INPUT:
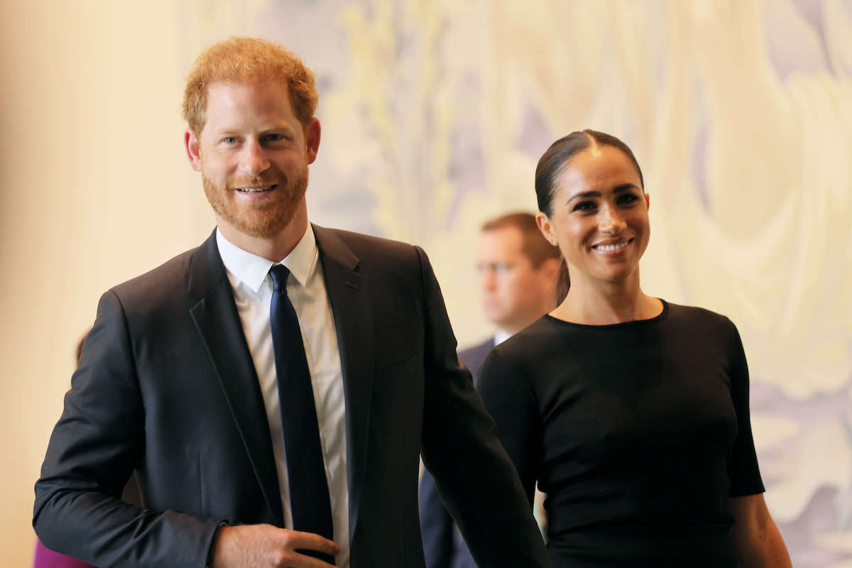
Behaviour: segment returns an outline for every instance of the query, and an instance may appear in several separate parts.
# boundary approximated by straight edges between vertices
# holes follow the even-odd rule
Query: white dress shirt
[[[273,350],[269,307],[273,283],[269,268],[275,263],[238,248],[216,230],[219,255],[233,289],[237,312],[243,324],[249,352],[257,371],[272,435],[278,484],[284,506],[284,520],[293,526],[287,480],[287,456],[281,430],[275,354]],[[340,547],[335,565],[349,565],[349,487],[346,473],[346,404],[343,375],[331,307],[325,291],[325,278],[320,263],[320,250],[310,225],[296,248],[281,264],[291,273],[287,295],[293,304],[302,329],[305,356],[314,387],[320,443],[325,462],[325,477],[331,499],[334,542]],[[296,456],[296,459],[298,459]]]

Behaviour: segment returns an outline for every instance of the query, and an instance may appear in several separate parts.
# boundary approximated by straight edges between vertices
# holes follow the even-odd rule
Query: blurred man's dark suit
[[[421,446],[481,565],[550,565],[423,252],[314,233],[343,371],[351,567],[423,566]],[[104,294],[72,383],[36,484],[47,546],[96,565],[201,568],[220,521],[284,526],[215,234]],[[134,470],[147,509],[118,500]]]
[[[459,352],[458,359],[470,370],[474,383],[486,356],[494,347],[494,338]],[[476,568],[470,549],[444,506],[435,478],[423,472],[420,479],[420,525],[423,554],[429,568]]]

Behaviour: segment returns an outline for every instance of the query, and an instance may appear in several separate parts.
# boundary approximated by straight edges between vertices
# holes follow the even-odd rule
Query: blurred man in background
[[[542,236],[534,215],[512,213],[482,226],[476,270],[482,307],[495,330],[458,353],[475,382],[492,347],[556,307],[559,267],[559,249]],[[428,472],[420,482],[420,524],[429,568],[476,568]]]

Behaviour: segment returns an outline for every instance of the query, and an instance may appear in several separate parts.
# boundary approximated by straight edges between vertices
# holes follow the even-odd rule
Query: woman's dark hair
[[[615,136],[597,132],[596,130],[578,130],[567,136],[562,136],[550,145],[538,159],[535,169],[535,194],[538,202],[538,210],[550,217],[553,215],[553,199],[556,193],[556,180],[571,161],[571,158],[587,149],[590,146],[611,146],[625,152],[627,158],[636,168],[639,181],[644,191],[645,180],[642,175],[642,168],[630,146]],[[561,304],[568,295],[571,279],[568,278],[568,267],[562,258],[562,265],[559,270],[559,280],[556,283],[556,303]]]

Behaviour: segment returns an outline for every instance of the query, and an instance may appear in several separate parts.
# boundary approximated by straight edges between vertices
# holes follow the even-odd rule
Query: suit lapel
[[[334,316],[343,372],[351,539],[360,508],[360,489],[368,469],[367,439],[375,360],[370,282],[358,272],[358,257],[336,232],[314,225],[314,233]]]
[[[284,526],[263,397],[215,231],[193,255],[189,294],[198,301],[190,314],[216,370],[257,482],[276,525]]]

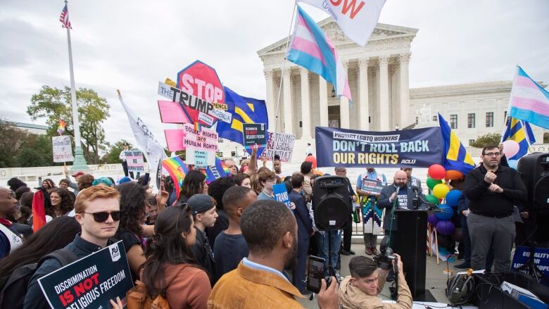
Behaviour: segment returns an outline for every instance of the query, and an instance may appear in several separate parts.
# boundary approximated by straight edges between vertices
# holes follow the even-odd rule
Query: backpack
[[[147,294],[147,287],[139,280],[135,281],[135,286],[126,292],[127,309],[170,309],[168,300],[162,295],[154,299]]]
[[[61,264],[61,267],[78,260],[78,257],[72,251],[63,248],[44,256],[38,263],[17,267],[8,278],[0,292],[0,309],[23,308],[30,278],[42,263],[49,258],[55,258]]]
[[[446,297],[452,305],[463,305],[472,298],[475,284],[469,272],[452,276],[446,282]]]

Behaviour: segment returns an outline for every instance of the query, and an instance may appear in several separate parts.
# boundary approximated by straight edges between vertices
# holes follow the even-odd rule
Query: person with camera
[[[404,278],[403,263],[400,256],[393,254],[395,258],[391,263],[378,260],[365,256],[355,256],[351,259],[349,270],[351,276],[341,280],[339,284],[339,301],[341,308],[346,309],[409,309],[412,308],[412,294]],[[398,298],[396,303],[384,303],[377,296],[385,285],[389,269],[393,268],[396,262],[398,270]],[[392,267],[391,267],[392,265]]]

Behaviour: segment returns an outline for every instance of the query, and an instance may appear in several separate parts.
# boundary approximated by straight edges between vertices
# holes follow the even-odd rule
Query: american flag
[[[70,27],[70,22],[68,20],[68,10],[67,9],[66,3],[65,4],[65,7],[63,8],[63,11],[61,11],[61,15],[59,17],[59,21],[63,24],[63,28],[72,29],[72,27]]]

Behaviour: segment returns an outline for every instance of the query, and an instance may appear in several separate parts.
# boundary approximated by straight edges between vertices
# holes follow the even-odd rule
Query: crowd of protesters
[[[277,157],[274,170],[265,161],[258,168],[256,151],[253,149],[239,167],[234,160],[225,160],[229,175],[209,183],[200,170],[190,170],[178,198],[169,177],[163,177],[160,190],[152,194],[148,174],[117,183],[80,172],[57,184],[44,179],[34,189],[17,178],[10,179],[8,188],[0,187],[0,290],[18,269],[41,263],[25,287],[25,297],[14,300],[3,293],[1,308],[47,307],[37,280],[63,265],[54,258],[41,260],[45,256],[64,248],[75,260],[120,240],[132,280],[145,287],[147,297],[170,308],[301,308],[296,298],[310,294],[305,284],[308,256],[323,257],[327,266],[339,269],[339,254],[355,254],[350,247],[351,233],[322,232],[315,227],[311,196],[315,179],[322,173],[316,170],[314,157],[308,156],[300,170],[291,173],[282,172]],[[472,222],[467,220],[479,231],[475,233],[492,228],[489,220],[503,225],[507,221],[501,218],[510,215],[507,208],[510,213],[490,213],[483,198],[498,199],[507,207],[508,198],[524,197],[516,172],[499,165],[500,155],[497,147],[484,149],[484,163],[465,181],[465,198],[472,213],[479,216]],[[400,182],[405,187],[412,181],[408,170],[396,174],[395,185]],[[341,167],[334,170],[343,177],[346,172]],[[363,176],[385,178],[373,168]],[[290,208],[274,201],[273,185],[280,183],[286,184]],[[359,183],[358,197],[367,195]],[[357,194],[350,182],[348,187],[352,205]],[[506,193],[498,195],[500,191]],[[388,205],[398,198],[398,192],[386,196]],[[46,222],[33,233],[32,209],[37,207],[44,210]],[[349,215],[353,211],[350,208]],[[365,253],[370,256],[377,253],[372,237],[365,236]],[[329,242],[341,248],[330,254]],[[508,254],[500,257],[508,253],[507,246],[484,239],[474,241],[472,265],[484,266],[489,258],[481,246],[500,253],[498,270],[508,268]],[[339,308],[338,289],[335,280],[327,286],[323,279],[319,307]],[[111,304],[122,305],[119,299]]]

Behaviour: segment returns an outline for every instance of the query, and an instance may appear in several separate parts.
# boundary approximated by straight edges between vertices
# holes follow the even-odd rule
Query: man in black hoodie
[[[470,200],[467,225],[471,235],[471,267],[484,269],[490,248],[494,251],[494,272],[508,271],[515,240],[513,206],[526,200],[528,193],[518,172],[500,165],[497,146],[482,149],[482,164],[465,177],[463,192]]]

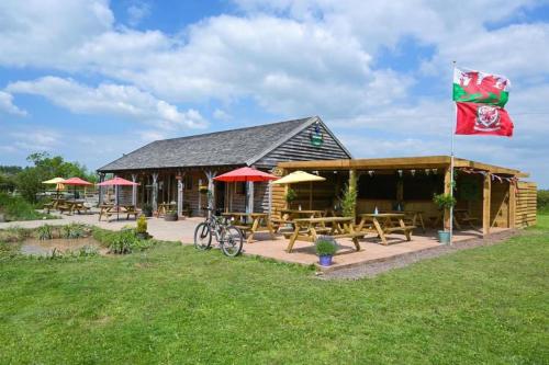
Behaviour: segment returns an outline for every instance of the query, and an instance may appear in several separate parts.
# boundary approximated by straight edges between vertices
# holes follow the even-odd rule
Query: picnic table
[[[68,215],[72,215],[75,212],[78,212],[78,214],[89,212],[90,208],[83,205],[83,201],[64,201],[57,204],[57,210],[59,213],[67,212]]]
[[[416,228],[415,226],[406,226],[404,223],[406,215],[404,213],[360,214],[359,217],[360,223],[358,224],[357,231],[376,232],[384,246],[389,244],[385,236],[393,232],[403,232],[406,236],[406,240],[411,241],[412,231]],[[395,224],[393,219],[397,223]],[[365,227],[369,223],[371,223],[372,228]]]
[[[107,221],[110,220],[111,216],[114,214],[125,214],[126,215],[126,220],[130,220],[130,216],[134,216],[135,219],[137,219],[137,215],[141,213],[135,205],[120,205],[115,206],[113,204],[101,204],[99,206],[99,220],[101,220],[101,217],[105,216]]]
[[[334,238],[351,238],[357,251],[360,251],[358,239],[365,233],[355,229],[355,218],[352,217],[321,217],[321,218],[299,218],[292,221],[294,230],[287,233],[290,241],[287,251],[292,252],[295,241],[315,242],[318,235],[332,236]],[[330,227],[328,227],[330,226]]]
[[[170,210],[175,210],[177,207],[176,203],[160,203],[158,204],[158,209],[156,210],[156,217],[160,217],[160,215],[165,216],[166,213]]]
[[[251,243],[254,235],[261,231],[267,231],[274,239],[274,229],[272,228],[269,215],[267,213],[223,213],[223,217],[233,221],[233,226],[240,229],[245,235],[248,233],[246,239],[247,243]]]
[[[402,213],[406,216],[405,219],[407,221],[405,223],[411,223],[412,226],[422,227],[423,232],[424,233],[426,232],[425,221],[423,219],[423,214],[424,214],[423,210],[404,209],[404,210],[389,210],[383,213],[396,213],[396,214]]]

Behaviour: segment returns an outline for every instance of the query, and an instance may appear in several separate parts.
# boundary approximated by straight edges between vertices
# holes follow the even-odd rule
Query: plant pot
[[[321,266],[332,265],[332,258],[333,258],[332,255],[318,256],[318,261],[320,261]]]
[[[167,214],[164,216],[164,220],[166,221],[176,221],[177,220],[177,214]]]
[[[137,232],[136,236],[137,236],[138,239],[142,239],[142,240],[147,240],[148,239],[148,233],[147,232]]]
[[[440,244],[449,244],[450,243],[450,232],[447,230],[438,231],[438,241]]]

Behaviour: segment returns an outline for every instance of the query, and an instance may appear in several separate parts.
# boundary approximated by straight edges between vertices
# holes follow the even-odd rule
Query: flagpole
[[[452,61],[452,78],[453,78],[453,72],[456,70],[456,61]],[[453,99],[453,91],[452,91],[452,99]],[[453,105],[453,113],[457,118],[457,107],[456,104]],[[453,202],[453,141],[455,141],[455,133],[453,133],[453,121],[450,123],[450,134],[451,134],[451,142],[450,142],[450,197],[451,201]],[[453,239],[453,204],[450,205],[450,244],[452,244],[452,239]]]

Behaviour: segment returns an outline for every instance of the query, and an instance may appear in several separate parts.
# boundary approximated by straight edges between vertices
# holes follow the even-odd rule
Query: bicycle
[[[212,237],[215,237],[221,250],[227,256],[234,258],[240,254],[244,242],[242,231],[227,223],[226,219],[210,212],[206,219],[194,229],[194,247],[201,251],[210,249]]]

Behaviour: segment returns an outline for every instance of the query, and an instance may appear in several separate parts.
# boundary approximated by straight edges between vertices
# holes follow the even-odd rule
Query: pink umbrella
[[[133,181],[125,180],[122,178],[114,178],[111,180],[103,181],[102,183],[99,183],[98,186],[115,186],[115,197],[116,197],[116,220],[119,220],[119,212],[120,212],[120,206],[119,206],[119,186],[136,186],[138,183],[134,183]]]
[[[70,179],[65,180],[63,183],[65,185],[72,185],[72,186],[75,186],[75,189],[74,189],[75,199],[76,199],[76,186],[89,186],[89,185],[93,185],[93,183],[90,183],[89,181],[82,180],[80,178],[70,178]]]

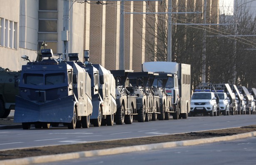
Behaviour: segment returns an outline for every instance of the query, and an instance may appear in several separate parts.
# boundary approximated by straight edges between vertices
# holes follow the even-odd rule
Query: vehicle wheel
[[[107,125],[109,126],[112,126],[114,124],[114,114],[110,114],[109,115],[107,115],[107,118],[106,119],[107,120]]]
[[[163,104],[160,107],[160,114],[158,114],[158,120],[164,120],[165,117],[165,105]]]
[[[82,116],[81,124],[83,128],[88,128],[90,126],[90,115],[85,116]]]
[[[102,113],[101,111],[101,107],[99,107],[99,115],[98,119],[94,119],[93,121],[93,126],[100,126],[101,122],[102,120]]]
[[[42,124],[42,126],[43,129],[48,129],[50,128],[50,124],[49,123],[43,123]]]
[[[74,112],[73,113],[73,119],[70,123],[68,123],[67,128],[69,129],[74,129],[76,128],[77,124],[77,114],[75,112],[75,109],[74,108]]]
[[[124,108],[122,104],[117,111],[114,116],[115,122],[116,124],[122,125],[124,122]]]
[[[226,116],[227,115],[227,107],[226,107],[226,108],[225,109],[225,110],[224,111],[223,111],[223,112],[222,113],[223,114],[223,115],[224,116]]]
[[[149,121],[151,121],[152,120],[152,113],[149,113]]]
[[[22,123],[22,128],[23,129],[30,129],[30,124],[29,123]]]
[[[214,116],[217,116],[217,112],[214,112]]]
[[[177,108],[176,108],[176,111],[173,114],[172,118],[174,120],[177,120],[179,119],[179,105],[177,105]]]
[[[167,112],[165,112],[164,113],[164,120],[168,120],[170,119],[170,113]]]
[[[140,109],[138,112],[138,121],[144,122],[146,118],[146,108],[145,105],[143,104],[140,107]]]
[[[126,124],[131,124],[132,123],[133,116],[132,115],[126,115],[124,116],[124,123]]]
[[[6,109],[5,108],[5,104],[1,99],[0,99],[0,118],[5,118],[5,113],[6,111]],[[8,114],[9,115],[9,114]]]
[[[146,113],[145,116],[145,121],[149,121],[149,113]]]
[[[187,119],[188,115],[189,114],[189,107],[187,106],[186,107],[186,113],[183,113],[181,114],[181,116],[182,117],[182,119]]]
[[[157,118],[157,114],[156,113],[153,113],[152,114],[152,121],[155,121]]]
[[[37,129],[40,129],[42,128],[42,123],[40,122],[37,121],[34,124],[35,128]]]
[[[57,127],[59,126],[59,123],[52,123],[52,126],[54,127]]]
[[[210,112],[210,116],[213,116],[213,115],[214,115],[214,107],[213,107],[211,111]]]

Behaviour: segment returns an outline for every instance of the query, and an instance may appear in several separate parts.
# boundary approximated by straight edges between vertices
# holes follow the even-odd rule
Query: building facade
[[[63,53],[63,0],[0,0],[0,67],[20,70],[27,62],[20,57],[25,55],[35,61],[44,41],[55,54]],[[70,52],[79,53],[82,59],[84,5],[70,4]]]

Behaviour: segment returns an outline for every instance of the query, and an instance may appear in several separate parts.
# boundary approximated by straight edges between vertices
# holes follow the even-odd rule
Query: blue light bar
[[[211,90],[195,90],[195,92],[211,92]]]

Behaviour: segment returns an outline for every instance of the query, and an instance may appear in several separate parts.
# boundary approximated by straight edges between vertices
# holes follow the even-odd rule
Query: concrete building
[[[47,48],[52,49],[54,54],[63,53],[63,2],[60,0],[0,0],[0,66],[20,70],[27,63],[21,56],[26,55],[31,61],[35,61],[38,47],[45,41]],[[80,53],[81,59],[84,5],[70,3],[70,52]]]

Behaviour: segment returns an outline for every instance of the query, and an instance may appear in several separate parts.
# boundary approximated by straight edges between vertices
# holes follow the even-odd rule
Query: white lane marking
[[[14,143],[3,143],[2,144],[0,144],[0,145],[5,145],[6,144],[16,144],[17,143],[24,143],[23,142],[14,142]]]
[[[18,133],[17,135],[26,135],[27,134],[33,134],[33,133],[42,133],[45,132],[31,132],[30,133]]]
[[[157,129],[149,129],[148,130],[143,130],[143,131],[139,131],[138,132],[144,132],[145,131],[154,131],[154,130],[156,130]]]
[[[169,133],[161,133],[161,132],[148,132],[148,133],[145,133],[157,134],[169,134]]]
[[[93,134],[91,132],[75,132],[75,133],[49,133],[49,134]]]
[[[65,142],[65,143],[85,143],[87,142],[87,141],[80,141],[80,140],[72,140],[70,141],[59,141],[59,142]]]
[[[83,138],[84,137],[92,137],[92,136],[102,136],[102,135],[89,135],[88,136],[77,136],[76,138]]]
[[[115,134],[122,134],[122,133],[130,133],[131,132],[119,132],[118,133],[110,133],[110,135],[115,135]]]
[[[64,138],[50,138],[50,139],[48,139],[37,140],[35,140],[35,141],[52,141],[52,140],[53,140],[63,139]]]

WHAT NEEDS TO BE DONE:
Pull out every line of the data above that contains the word "building". Letter case must match.

RESULT OF THE TASK:
Query: building facade
Query: concrete building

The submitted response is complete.